» Aim of the task
Please pull out every line in the records below that contains the word "wall" and copy each one in full. Matches must have the same capitalization.

▶

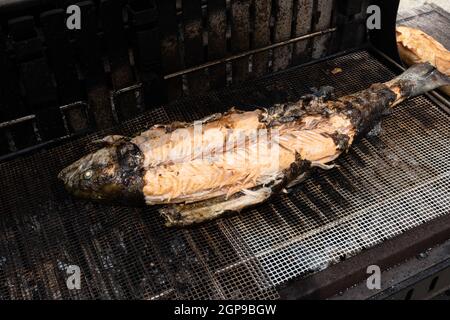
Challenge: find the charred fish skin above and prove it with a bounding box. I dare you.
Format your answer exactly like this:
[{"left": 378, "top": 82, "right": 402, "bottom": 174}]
[
  {"left": 59, "top": 63, "right": 450, "bottom": 226},
  {"left": 58, "top": 136, "right": 144, "bottom": 205}
]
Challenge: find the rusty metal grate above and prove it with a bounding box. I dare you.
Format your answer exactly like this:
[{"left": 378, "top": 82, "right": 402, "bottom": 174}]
[{"left": 0, "top": 51, "right": 450, "bottom": 299}]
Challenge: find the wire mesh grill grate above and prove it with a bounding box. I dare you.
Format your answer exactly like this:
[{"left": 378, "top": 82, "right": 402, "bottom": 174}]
[{"left": 0, "top": 51, "right": 450, "bottom": 299}]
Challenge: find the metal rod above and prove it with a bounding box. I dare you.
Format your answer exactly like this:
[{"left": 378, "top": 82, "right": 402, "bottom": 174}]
[
  {"left": 164, "top": 28, "right": 337, "bottom": 80},
  {"left": 59, "top": 101, "right": 87, "bottom": 111},
  {"left": 0, "top": 114, "right": 36, "bottom": 128}
]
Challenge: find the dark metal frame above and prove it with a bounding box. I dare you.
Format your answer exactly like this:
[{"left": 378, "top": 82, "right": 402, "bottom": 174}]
[{"left": 279, "top": 46, "right": 450, "bottom": 299}]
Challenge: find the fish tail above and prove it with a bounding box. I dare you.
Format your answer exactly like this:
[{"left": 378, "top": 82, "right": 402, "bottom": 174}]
[{"left": 386, "top": 62, "right": 450, "bottom": 106}]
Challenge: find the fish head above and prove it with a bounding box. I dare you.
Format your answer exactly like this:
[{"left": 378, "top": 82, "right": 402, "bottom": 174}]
[{"left": 58, "top": 141, "right": 144, "bottom": 203}]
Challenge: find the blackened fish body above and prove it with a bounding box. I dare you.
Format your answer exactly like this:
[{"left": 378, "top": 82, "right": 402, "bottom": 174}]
[{"left": 59, "top": 64, "right": 450, "bottom": 225}]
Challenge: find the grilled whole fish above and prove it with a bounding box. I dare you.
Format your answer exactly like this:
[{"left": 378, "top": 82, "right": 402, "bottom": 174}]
[{"left": 59, "top": 63, "right": 450, "bottom": 226}]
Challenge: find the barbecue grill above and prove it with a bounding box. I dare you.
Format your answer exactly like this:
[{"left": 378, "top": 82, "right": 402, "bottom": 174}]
[{"left": 0, "top": 0, "right": 450, "bottom": 299}]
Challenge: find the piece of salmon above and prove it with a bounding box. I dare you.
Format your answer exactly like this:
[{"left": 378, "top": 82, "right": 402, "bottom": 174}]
[{"left": 59, "top": 63, "right": 450, "bottom": 225}]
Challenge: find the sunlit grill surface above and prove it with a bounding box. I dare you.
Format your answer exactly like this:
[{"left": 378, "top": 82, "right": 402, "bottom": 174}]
[{"left": 0, "top": 52, "right": 450, "bottom": 299}]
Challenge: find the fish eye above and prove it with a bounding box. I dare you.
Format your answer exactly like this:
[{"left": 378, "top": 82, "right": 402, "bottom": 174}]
[{"left": 83, "top": 170, "right": 92, "bottom": 180}]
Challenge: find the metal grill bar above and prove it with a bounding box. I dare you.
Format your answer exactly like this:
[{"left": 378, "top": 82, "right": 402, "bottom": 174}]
[{"left": 0, "top": 51, "right": 450, "bottom": 299}]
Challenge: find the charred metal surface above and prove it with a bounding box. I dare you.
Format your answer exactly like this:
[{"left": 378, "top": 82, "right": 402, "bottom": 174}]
[{"left": 0, "top": 51, "right": 450, "bottom": 299}]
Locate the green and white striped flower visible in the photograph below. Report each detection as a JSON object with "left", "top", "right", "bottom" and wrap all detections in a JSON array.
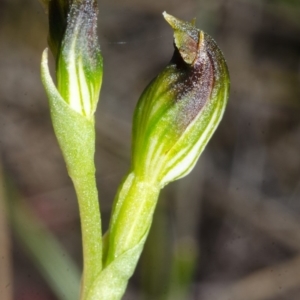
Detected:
[
  {"left": 43, "top": 0, "right": 103, "bottom": 118},
  {"left": 132, "top": 13, "right": 230, "bottom": 187}
]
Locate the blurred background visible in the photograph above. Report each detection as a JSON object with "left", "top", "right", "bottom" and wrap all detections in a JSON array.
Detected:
[{"left": 0, "top": 0, "right": 300, "bottom": 300}]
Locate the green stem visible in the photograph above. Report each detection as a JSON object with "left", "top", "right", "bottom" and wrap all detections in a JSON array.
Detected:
[
  {"left": 87, "top": 172, "right": 160, "bottom": 300},
  {"left": 73, "top": 175, "right": 102, "bottom": 300},
  {"left": 105, "top": 172, "right": 160, "bottom": 265}
]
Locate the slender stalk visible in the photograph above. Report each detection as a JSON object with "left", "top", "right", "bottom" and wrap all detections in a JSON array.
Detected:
[
  {"left": 105, "top": 172, "right": 160, "bottom": 265},
  {"left": 87, "top": 172, "right": 160, "bottom": 300},
  {"left": 73, "top": 175, "right": 102, "bottom": 300}
]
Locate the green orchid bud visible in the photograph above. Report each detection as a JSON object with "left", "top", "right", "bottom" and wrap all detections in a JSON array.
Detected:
[
  {"left": 44, "top": 0, "right": 103, "bottom": 118},
  {"left": 132, "top": 13, "right": 230, "bottom": 187}
]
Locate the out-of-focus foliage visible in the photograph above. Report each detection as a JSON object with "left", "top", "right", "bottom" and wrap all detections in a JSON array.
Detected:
[{"left": 0, "top": 0, "right": 300, "bottom": 300}]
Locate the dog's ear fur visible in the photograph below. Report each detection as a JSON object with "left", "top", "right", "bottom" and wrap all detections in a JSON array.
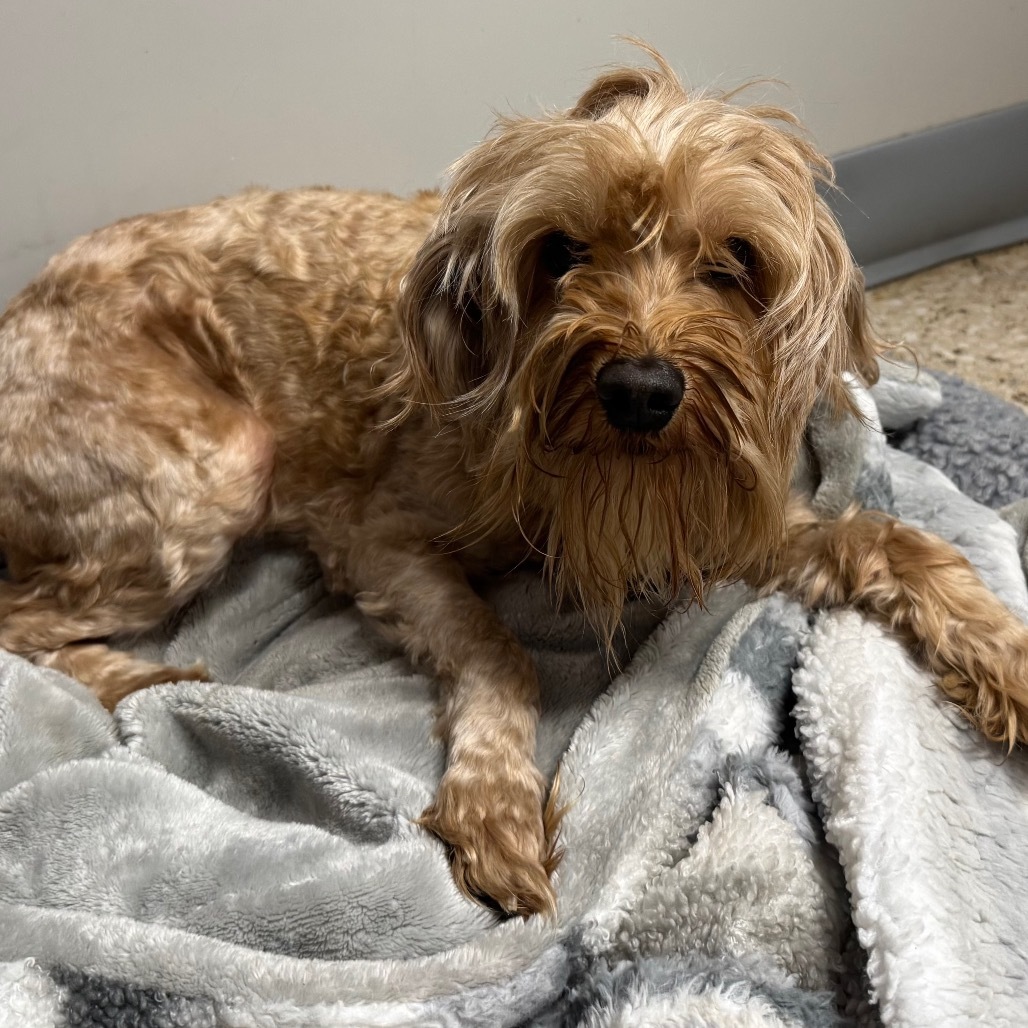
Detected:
[
  {"left": 813, "top": 197, "right": 885, "bottom": 410},
  {"left": 398, "top": 230, "right": 486, "bottom": 405},
  {"left": 568, "top": 68, "right": 654, "bottom": 120}
]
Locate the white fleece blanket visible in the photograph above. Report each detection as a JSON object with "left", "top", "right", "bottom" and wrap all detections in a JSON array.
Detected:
[{"left": 0, "top": 365, "right": 1028, "bottom": 1028}]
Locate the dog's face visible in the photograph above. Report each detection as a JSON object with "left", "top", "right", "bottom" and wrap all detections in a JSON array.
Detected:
[{"left": 401, "top": 56, "right": 875, "bottom": 631}]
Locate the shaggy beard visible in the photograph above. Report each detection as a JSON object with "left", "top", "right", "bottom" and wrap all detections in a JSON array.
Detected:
[{"left": 537, "top": 442, "right": 785, "bottom": 647}]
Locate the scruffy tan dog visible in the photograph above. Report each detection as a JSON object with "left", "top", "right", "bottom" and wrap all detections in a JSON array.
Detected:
[{"left": 0, "top": 54, "right": 1028, "bottom": 914}]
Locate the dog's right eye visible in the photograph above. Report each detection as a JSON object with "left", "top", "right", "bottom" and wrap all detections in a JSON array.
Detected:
[{"left": 539, "top": 232, "right": 589, "bottom": 279}]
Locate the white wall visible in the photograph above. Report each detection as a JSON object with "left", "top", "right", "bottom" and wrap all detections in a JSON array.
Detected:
[{"left": 0, "top": 0, "right": 1028, "bottom": 302}]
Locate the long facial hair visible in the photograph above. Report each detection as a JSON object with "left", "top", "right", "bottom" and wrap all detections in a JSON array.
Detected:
[{"left": 393, "top": 50, "right": 876, "bottom": 643}]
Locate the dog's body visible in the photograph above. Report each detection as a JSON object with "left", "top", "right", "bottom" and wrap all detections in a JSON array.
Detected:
[{"left": 0, "top": 54, "right": 1028, "bottom": 913}]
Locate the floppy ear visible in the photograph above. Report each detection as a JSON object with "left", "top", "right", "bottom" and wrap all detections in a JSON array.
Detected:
[
  {"left": 397, "top": 231, "right": 485, "bottom": 405},
  {"left": 568, "top": 68, "right": 654, "bottom": 120},
  {"left": 814, "top": 197, "right": 886, "bottom": 410}
]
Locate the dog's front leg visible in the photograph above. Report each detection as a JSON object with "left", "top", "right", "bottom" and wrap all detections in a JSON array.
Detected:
[
  {"left": 760, "top": 500, "right": 1028, "bottom": 746},
  {"left": 346, "top": 518, "right": 559, "bottom": 916}
]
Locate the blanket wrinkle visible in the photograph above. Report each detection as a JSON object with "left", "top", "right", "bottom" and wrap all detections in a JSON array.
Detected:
[{"left": 0, "top": 365, "right": 1028, "bottom": 1028}]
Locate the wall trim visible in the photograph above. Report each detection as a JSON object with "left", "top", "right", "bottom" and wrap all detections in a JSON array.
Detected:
[{"left": 827, "top": 103, "right": 1028, "bottom": 286}]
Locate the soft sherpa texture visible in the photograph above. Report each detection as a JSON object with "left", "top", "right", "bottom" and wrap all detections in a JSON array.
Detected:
[{"left": 0, "top": 365, "right": 1028, "bottom": 1028}]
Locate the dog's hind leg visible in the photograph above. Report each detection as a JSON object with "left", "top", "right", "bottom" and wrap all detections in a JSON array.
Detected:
[
  {"left": 762, "top": 504, "right": 1028, "bottom": 746},
  {"left": 0, "top": 362, "right": 273, "bottom": 707}
]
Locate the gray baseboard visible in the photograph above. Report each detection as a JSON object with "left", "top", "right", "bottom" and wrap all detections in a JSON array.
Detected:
[{"left": 828, "top": 104, "right": 1028, "bottom": 285}]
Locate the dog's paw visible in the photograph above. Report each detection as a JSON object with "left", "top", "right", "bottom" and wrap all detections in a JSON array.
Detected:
[
  {"left": 940, "top": 618, "right": 1028, "bottom": 749},
  {"left": 417, "top": 766, "right": 561, "bottom": 917}
]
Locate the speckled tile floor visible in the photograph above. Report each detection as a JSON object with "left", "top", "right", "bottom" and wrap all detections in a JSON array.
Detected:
[{"left": 869, "top": 243, "right": 1028, "bottom": 412}]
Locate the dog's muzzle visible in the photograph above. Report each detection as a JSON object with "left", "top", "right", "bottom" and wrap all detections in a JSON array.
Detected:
[{"left": 596, "top": 357, "right": 686, "bottom": 432}]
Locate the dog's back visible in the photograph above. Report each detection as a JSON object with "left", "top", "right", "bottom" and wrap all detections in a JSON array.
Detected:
[{"left": 0, "top": 182, "right": 438, "bottom": 702}]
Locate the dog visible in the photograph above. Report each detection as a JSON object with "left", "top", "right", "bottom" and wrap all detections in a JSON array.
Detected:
[{"left": 0, "top": 51, "right": 1028, "bottom": 916}]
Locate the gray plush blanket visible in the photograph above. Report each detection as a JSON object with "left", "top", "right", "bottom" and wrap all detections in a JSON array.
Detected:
[{"left": 0, "top": 372, "right": 1028, "bottom": 1028}]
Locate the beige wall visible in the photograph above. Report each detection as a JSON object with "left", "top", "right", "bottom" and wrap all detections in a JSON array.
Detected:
[{"left": 0, "top": 0, "right": 1028, "bottom": 301}]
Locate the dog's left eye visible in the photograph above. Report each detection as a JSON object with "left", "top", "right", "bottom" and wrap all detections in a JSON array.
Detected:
[
  {"left": 539, "top": 232, "right": 589, "bottom": 279},
  {"left": 700, "top": 236, "right": 757, "bottom": 286}
]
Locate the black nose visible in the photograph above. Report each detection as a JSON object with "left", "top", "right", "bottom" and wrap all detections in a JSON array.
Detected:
[{"left": 596, "top": 357, "right": 686, "bottom": 432}]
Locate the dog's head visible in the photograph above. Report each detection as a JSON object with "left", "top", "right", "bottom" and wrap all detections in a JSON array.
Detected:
[{"left": 400, "top": 54, "right": 876, "bottom": 630}]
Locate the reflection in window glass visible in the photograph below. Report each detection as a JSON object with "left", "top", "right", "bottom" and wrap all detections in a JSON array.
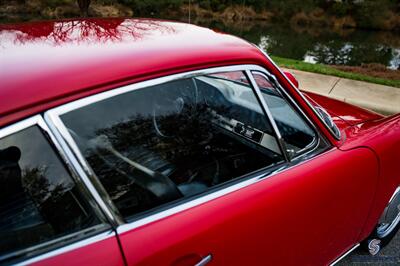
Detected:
[
  {"left": 0, "top": 126, "right": 100, "bottom": 259},
  {"left": 253, "top": 72, "right": 315, "bottom": 156},
  {"left": 61, "top": 72, "right": 282, "bottom": 217}
]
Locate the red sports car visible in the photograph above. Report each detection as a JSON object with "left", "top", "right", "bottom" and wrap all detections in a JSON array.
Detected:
[{"left": 0, "top": 19, "right": 400, "bottom": 265}]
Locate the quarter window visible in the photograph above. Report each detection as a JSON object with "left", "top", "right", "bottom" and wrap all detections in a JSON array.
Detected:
[
  {"left": 61, "top": 71, "right": 283, "bottom": 219},
  {"left": 0, "top": 126, "right": 101, "bottom": 261},
  {"left": 253, "top": 72, "right": 316, "bottom": 157}
]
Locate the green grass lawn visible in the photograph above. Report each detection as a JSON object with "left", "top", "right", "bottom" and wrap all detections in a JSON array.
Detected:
[{"left": 271, "top": 56, "right": 400, "bottom": 88}]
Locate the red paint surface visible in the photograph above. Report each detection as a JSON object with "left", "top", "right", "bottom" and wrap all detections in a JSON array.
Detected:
[
  {"left": 0, "top": 19, "right": 400, "bottom": 265},
  {"left": 120, "top": 148, "right": 378, "bottom": 265},
  {"left": 31, "top": 237, "right": 124, "bottom": 266}
]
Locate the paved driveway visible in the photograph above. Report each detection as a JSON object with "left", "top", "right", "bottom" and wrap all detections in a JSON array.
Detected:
[{"left": 337, "top": 231, "right": 400, "bottom": 266}]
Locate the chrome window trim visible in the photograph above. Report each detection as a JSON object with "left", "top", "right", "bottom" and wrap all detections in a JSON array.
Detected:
[
  {"left": 253, "top": 44, "right": 342, "bottom": 140},
  {"left": 251, "top": 70, "right": 321, "bottom": 160},
  {"left": 44, "top": 65, "right": 332, "bottom": 233},
  {"left": 44, "top": 109, "right": 123, "bottom": 226},
  {"left": 245, "top": 70, "right": 290, "bottom": 162},
  {"left": 0, "top": 115, "right": 115, "bottom": 265},
  {"left": 15, "top": 230, "right": 116, "bottom": 265},
  {"left": 329, "top": 243, "right": 360, "bottom": 266}
]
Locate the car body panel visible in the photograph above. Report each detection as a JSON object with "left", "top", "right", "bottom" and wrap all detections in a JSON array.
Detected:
[
  {"left": 0, "top": 19, "right": 400, "bottom": 265},
  {"left": 27, "top": 233, "right": 125, "bottom": 266},
  {"left": 0, "top": 19, "right": 340, "bottom": 145},
  {"left": 340, "top": 114, "right": 400, "bottom": 239},
  {"left": 303, "top": 91, "right": 384, "bottom": 129},
  {"left": 116, "top": 148, "right": 378, "bottom": 265}
]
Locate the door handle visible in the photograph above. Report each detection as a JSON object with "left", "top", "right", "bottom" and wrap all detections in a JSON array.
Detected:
[{"left": 195, "top": 254, "right": 212, "bottom": 266}]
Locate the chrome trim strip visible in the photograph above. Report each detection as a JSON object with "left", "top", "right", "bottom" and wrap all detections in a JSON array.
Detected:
[
  {"left": 329, "top": 243, "right": 360, "bottom": 266},
  {"left": 16, "top": 230, "right": 116, "bottom": 265},
  {"left": 0, "top": 115, "right": 115, "bottom": 265},
  {"left": 44, "top": 65, "right": 334, "bottom": 233},
  {"left": 376, "top": 186, "right": 400, "bottom": 238},
  {"left": 0, "top": 115, "right": 42, "bottom": 139},
  {"left": 388, "top": 186, "right": 400, "bottom": 205},
  {"left": 252, "top": 70, "right": 321, "bottom": 160},
  {"left": 246, "top": 70, "right": 290, "bottom": 162},
  {"left": 254, "top": 44, "right": 342, "bottom": 140}
]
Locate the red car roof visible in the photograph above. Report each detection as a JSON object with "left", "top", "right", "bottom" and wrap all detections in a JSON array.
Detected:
[{"left": 0, "top": 19, "right": 266, "bottom": 125}]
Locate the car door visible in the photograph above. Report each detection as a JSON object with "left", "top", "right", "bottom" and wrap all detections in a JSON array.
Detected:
[
  {"left": 113, "top": 69, "right": 378, "bottom": 265},
  {"left": 47, "top": 66, "right": 377, "bottom": 265},
  {"left": 0, "top": 116, "right": 123, "bottom": 265}
]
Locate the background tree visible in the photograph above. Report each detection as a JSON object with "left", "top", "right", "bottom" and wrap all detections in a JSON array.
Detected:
[{"left": 78, "top": 0, "right": 90, "bottom": 17}]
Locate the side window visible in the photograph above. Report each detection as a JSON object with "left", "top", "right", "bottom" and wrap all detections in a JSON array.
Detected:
[
  {"left": 61, "top": 72, "right": 283, "bottom": 219},
  {"left": 253, "top": 72, "right": 316, "bottom": 157},
  {"left": 0, "top": 126, "right": 105, "bottom": 263}
]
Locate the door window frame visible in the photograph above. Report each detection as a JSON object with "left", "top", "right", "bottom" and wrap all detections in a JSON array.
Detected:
[
  {"left": 0, "top": 115, "right": 116, "bottom": 264},
  {"left": 44, "top": 65, "right": 332, "bottom": 233}
]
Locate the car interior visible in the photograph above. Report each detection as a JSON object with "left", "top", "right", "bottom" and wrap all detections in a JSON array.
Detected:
[{"left": 61, "top": 72, "right": 311, "bottom": 218}]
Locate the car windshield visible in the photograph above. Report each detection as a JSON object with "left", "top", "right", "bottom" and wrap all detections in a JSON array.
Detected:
[{"left": 61, "top": 72, "right": 283, "bottom": 217}]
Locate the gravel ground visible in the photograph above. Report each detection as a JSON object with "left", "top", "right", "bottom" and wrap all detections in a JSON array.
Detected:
[{"left": 337, "top": 231, "right": 400, "bottom": 266}]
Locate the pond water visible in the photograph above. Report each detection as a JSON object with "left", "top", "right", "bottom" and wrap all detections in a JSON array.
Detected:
[{"left": 198, "top": 21, "right": 400, "bottom": 69}]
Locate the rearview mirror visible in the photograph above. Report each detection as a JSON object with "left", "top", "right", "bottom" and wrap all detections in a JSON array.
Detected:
[{"left": 283, "top": 71, "right": 299, "bottom": 88}]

◀

» Exercise output
Locate the white wall visible in the photograph above. Report each detection as a JSON object with "left", "top", "right", "bottom" and wrap all detections in a JSON array.
Locate the wall trim visible in the photograph above. Report each detection as a JSON object with "left", "top", "right", "bottom" and wrap all detections in a JSON array.
Locate the beige wall visible in the photograph above. Report each detection as a JSON object with "left", "top", "right", "bottom" and wrap all detections in a JSON array.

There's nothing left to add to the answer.